START RECORDS PROVIDED

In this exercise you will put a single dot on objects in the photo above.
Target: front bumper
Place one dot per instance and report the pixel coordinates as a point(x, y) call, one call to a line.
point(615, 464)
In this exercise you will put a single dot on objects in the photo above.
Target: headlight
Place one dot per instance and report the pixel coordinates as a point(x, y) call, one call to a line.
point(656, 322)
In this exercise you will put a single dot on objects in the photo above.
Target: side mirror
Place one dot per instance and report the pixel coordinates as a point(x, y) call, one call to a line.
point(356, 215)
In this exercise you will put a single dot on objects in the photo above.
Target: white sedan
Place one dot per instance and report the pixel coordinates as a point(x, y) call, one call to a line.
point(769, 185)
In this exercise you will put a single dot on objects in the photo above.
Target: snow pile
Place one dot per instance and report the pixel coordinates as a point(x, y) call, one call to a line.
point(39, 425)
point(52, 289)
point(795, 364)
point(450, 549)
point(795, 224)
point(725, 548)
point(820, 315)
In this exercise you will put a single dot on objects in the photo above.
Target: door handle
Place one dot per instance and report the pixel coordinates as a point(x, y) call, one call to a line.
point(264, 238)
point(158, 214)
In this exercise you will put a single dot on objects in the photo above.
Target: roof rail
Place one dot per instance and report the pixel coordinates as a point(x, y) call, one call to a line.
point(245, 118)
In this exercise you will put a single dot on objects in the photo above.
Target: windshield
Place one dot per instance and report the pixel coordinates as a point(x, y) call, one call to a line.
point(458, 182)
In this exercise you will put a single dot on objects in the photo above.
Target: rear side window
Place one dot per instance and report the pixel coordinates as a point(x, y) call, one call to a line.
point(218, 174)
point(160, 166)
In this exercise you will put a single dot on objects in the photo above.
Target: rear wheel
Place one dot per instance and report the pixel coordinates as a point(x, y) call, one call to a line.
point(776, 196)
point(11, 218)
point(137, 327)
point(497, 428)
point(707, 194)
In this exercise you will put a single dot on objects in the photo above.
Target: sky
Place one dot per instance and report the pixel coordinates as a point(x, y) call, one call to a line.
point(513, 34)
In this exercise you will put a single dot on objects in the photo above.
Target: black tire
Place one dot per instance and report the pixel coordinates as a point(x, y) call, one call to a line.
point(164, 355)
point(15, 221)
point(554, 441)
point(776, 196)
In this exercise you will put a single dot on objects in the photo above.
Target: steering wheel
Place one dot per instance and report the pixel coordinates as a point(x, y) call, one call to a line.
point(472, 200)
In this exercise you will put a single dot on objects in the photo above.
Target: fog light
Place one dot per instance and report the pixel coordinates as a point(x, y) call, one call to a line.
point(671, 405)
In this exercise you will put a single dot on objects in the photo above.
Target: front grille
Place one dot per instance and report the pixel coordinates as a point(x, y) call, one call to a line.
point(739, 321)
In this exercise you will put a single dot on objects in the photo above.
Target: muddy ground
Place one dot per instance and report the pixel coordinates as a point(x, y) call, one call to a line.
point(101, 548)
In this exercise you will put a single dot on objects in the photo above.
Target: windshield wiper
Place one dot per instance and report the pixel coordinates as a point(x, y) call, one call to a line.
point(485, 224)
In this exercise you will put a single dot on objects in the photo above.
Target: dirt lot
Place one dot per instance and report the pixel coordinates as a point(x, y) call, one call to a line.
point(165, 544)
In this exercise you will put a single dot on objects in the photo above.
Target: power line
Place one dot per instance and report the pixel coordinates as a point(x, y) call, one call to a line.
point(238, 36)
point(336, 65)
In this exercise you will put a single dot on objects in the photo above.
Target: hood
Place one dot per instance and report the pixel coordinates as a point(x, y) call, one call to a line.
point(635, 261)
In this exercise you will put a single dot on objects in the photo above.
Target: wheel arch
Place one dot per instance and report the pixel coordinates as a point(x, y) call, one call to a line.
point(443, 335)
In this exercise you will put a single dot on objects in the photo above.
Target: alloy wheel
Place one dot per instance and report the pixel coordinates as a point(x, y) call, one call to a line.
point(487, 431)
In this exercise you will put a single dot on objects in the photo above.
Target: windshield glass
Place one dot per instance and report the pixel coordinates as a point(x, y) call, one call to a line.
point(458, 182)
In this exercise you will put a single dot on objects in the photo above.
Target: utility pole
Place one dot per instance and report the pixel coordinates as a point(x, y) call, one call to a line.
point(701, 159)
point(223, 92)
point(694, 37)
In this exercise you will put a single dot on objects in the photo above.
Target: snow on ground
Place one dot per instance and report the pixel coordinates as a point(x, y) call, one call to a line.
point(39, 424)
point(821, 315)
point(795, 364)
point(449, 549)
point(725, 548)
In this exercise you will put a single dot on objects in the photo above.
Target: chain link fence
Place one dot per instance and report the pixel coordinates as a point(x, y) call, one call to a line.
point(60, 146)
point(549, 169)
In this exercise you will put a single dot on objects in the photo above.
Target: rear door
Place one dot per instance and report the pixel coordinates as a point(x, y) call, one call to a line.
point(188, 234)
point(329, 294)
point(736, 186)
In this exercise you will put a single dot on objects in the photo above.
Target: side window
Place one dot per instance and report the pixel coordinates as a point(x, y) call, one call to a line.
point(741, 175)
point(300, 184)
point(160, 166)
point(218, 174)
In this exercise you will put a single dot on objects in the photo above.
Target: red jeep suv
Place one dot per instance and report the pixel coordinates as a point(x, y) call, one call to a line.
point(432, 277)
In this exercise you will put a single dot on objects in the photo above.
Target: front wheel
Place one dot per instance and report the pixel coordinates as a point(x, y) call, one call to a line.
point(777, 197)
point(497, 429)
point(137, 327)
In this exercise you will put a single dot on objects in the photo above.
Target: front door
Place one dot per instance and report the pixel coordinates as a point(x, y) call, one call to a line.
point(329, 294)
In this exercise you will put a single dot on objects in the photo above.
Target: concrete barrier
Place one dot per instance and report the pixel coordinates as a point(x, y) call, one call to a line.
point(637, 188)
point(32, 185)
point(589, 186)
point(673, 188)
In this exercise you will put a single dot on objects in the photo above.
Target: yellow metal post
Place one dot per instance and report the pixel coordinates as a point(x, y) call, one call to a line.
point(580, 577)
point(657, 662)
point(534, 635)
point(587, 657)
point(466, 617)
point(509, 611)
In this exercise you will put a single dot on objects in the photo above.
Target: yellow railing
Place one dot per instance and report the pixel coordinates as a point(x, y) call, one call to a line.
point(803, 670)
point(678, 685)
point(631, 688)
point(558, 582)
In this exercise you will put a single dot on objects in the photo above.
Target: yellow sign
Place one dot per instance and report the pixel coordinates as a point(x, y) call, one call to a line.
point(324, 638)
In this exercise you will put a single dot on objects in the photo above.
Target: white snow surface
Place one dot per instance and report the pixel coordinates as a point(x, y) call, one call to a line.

END RECORDS PROVIDED

_THE TASK_.
Rewrite the full listing, substituting "single marker" for every occurrence of "single dot" and leaving everything else unchanged.

_RIGHT ANSWER_.
In this exercise you will put a single marker on objects in the photo above.
Target: front bumper
Place one dot per instance and report the pixel coordinates as a point(x, y) call, one call to a line.
point(615, 464)
In this exercise you will put a single marker on objects in the photo above.
Target: headlight
Place one dot per instance and report the pixel coordinates as a point(x, y) call, one call to a line.
point(656, 322)
In this exercise you will put a single marker on objects in the photo above.
Target: side mirror
Place one dot per instance and report the pixel coordinates as a point(x, y) call, one call to a line.
point(356, 215)
In this exercise you will put a single marker on objects in the photo above.
Target: white sedan
Place one dot per instance and report the pixel coordinates as a point(x, y) call, one call to a line.
point(769, 185)
In this exercise you will put a single marker on objects in the photo above.
Target: snow pile
Place one dot per instance and report the pixel coordinates as a point(x, y) call, one call to a line.
point(39, 425)
point(52, 289)
point(795, 364)
point(450, 549)
point(795, 224)
point(725, 548)
point(820, 315)
In this exercise you will put a single marker on objects in the photo above.
Target: door handle
Place one dot per instance and report the pixel coordinates as a point(x, y) call, one call to a line.
point(264, 238)
point(158, 214)
In this exercise you will put a single marker on objects in the photo above.
Target: roof rail
Place one dot per instance and report the pixel coordinates as a point(x, y) call, one call to a line.
point(245, 118)
In this exercise you will put a single marker on objects in the photo above.
Target: windshield
Place one dot per instance and report the pixel coordinates as a point(x, y) call, one call to a line.
point(458, 182)
In this exercise you will put a single marker on objects in the photo above.
Target: rear side window
Place one dot per instance and report the pixel coordinates as a point(x, y) call, one call to a line.
point(218, 174)
point(160, 166)
In this exercise you will put a single marker on objects in the photo above.
Target: rear wheel
Place one dot per instance and report the pixel coordinates as a point(x, y) call, one call to a line.
point(776, 196)
point(11, 218)
point(137, 327)
point(497, 428)
point(707, 194)
In this exercise you will put a single marker on objects in the photo above.
Target: sky
Place one dot per instance and report the pixel coordinates as a point(x, y) call, one call to a line.
point(513, 34)
In this exercise you will put a single marker on objects in the photo above.
Target: black tire
Place one dot per instance and report the pixel coordinates as a point(x, y) call, one call to a line.
point(164, 355)
point(15, 221)
point(554, 441)
point(776, 196)
In this exercise you will put a single marker on objects in the photo above.
Target: steering wheel
Place one dot per instance and report the pixel coordinates as a point(x, y) call, one call to a line.
point(472, 200)
In this exercise you will put a single marker on objects in the photo above.
Target: fog light
Place one dot per instance and report the pixel coordinates as a point(x, y) call, one call to a line.
point(671, 405)
In this exercise you will put a single marker on objects in the photo above.
Target: front grille
Place one dot per instance and report the pixel coordinates as a point(x, y) call, one call to a line.
point(739, 321)
In this exercise you will put a single marker on objects in the photo above.
Target: muddy ground
Place one dot per instance and report the pixel coordinates as a point(x, y) call, one call to a line.
point(101, 548)
In this exercise you will put a single marker on objects in the photo above.
Target: windshield wiper
Place one dot per instance and report the pixel coordinates as a point(x, y) call, one call to a line.
point(485, 224)
In this exercise you will put a single marker on objects in the photo above.
Target: dirt lot
Place one dot per instance and report the pixel coordinates as a point(x, y) call, one call to a line.
point(165, 544)
In this exercise you will put a single marker on objects in the photo above.
Target: power line
Place one dot per instance and report the pixel coordinates as a point(x, y) call, one call to a line.
point(238, 36)
point(336, 65)
In this exercise you will put a single marker on objects in the photo above.
Target: hood
Place one dot per instance and report the pixel coordinates as a point(x, y) call, one call to a line.
point(635, 261)
In this exercise you will put a single marker on objects in the photo above.
Target: wheel arch
Place one dot per instance and report the pixel coordinates as a point(x, y) call, one call to a line.
point(443, 335)
In this exercise you will put a single marker on objects in the photo above.
Target: alloy wheel
Place one dot per instance and report the pixel coordinates as a point(x, y) call, one call to a line.
point(487, 431)
In this exercise you will put a single marker on objects in the photo above.
Target: windshield glass
Place one dot per instance and report the pixel coordinates as a point(x, y) call, one call to a line.
point(458, 182)
In this exercise you will put a single marker on objects in the photo above.
Target: utility pole
Place one dot per instance and report the pixel coordinates as a point(x, y) call, one call to a line.
point(701, 159)
point(223, 92)
point(694, 37)
In this exercise you will put a single marker on objects in the photo above.
Target: snow on ground
Place one dot per instance and report the pixel coordinates as a point(x, y) call, one call to a line.
point(39, 424)
point(821, 315)
point(795, 364)
point(449, 549)
point(725, 548)
In this exercise you will put a single marker on objects in the photo above.
Target: chain link fence
Place one dot per instance and report the pixel coordinates as a point(x, y) call, one call to a line.
point(60, 146)
point(549, 169)
In this exercise you will put a single marker on objects in the photo above.
Target: rear door
Place one dot per instance and report the pixel coordinates as a point(x, y) call, one call to a line.
point(188, 234)
point(329, 294)
point(736, 186)
In this exercise you will put a single marker on objects in the photo above.
Target: side window
Place one dot per instance and report the pixel coordinates as a point(x, y) call, one call to a line.
point(741, 175)
point(300, 184)
point(160, 166)
point(218, 174)
In this exercise you will put a single marker on objects in the photo above.
Target: red jeep suv
Place one dot per instance and report the pixel coordinates as a point(x, y) call, one call to a line.
point(432, 277)
In this exercise you will put a single marker on objects in the photo above.
Target: front wheel
Place one dot per instance and report the pixel coordinates as a point(x, y) call, one call to a line.
point(777, 197)
point(497, 429)
point(137, 327)
In this exercise you will put a single marker on objects in the photo above.
Target: front door
Place one dot per instance and report the pixel coordinates as a point(x, y) call, one call to a line.
point(329, 294)
In this exercise you will put a single marker on objects in the photo above.
Target: concrete barrier
Place one dot per instance and report the pixel coordinates as a point(x, y) call, one call to a line.
point(637, 188)
point(32, 185)
point(589, 186)
point(673, 188)
In this exercise you will put a single marker on objects in the photo above.
Target: yellow metal post
Place one dot per instance and report the pixel coordinates as a point(x, y) call, one call to a line.
point(580, 577)
point(657, 662)
point(534, 635)
point(587, 657)
point(466, 617)
point(509, 611)
In this exercise you will put a single marker on objects in the photo above.
Target: yellow railing
Place one dot per instance and report the pixel coordinates as a point(x, y) call, one call to a line.
point(803, 670)
point(678, 685)
point(631, 688)
point(558, 582)
In this exercise you will put a single marker on objects in the photo above.
Target: yellow sign
Place one dot per instance and report the pixel coordinates as a point(x, y) call, one call to a line.
point(324, 638)
In this exercise you will put a single marker on objects in the photo above.
Target: white snow surface
Place one dot per instance and report the pixel coordinates as a point(x, y) call, one call to a line.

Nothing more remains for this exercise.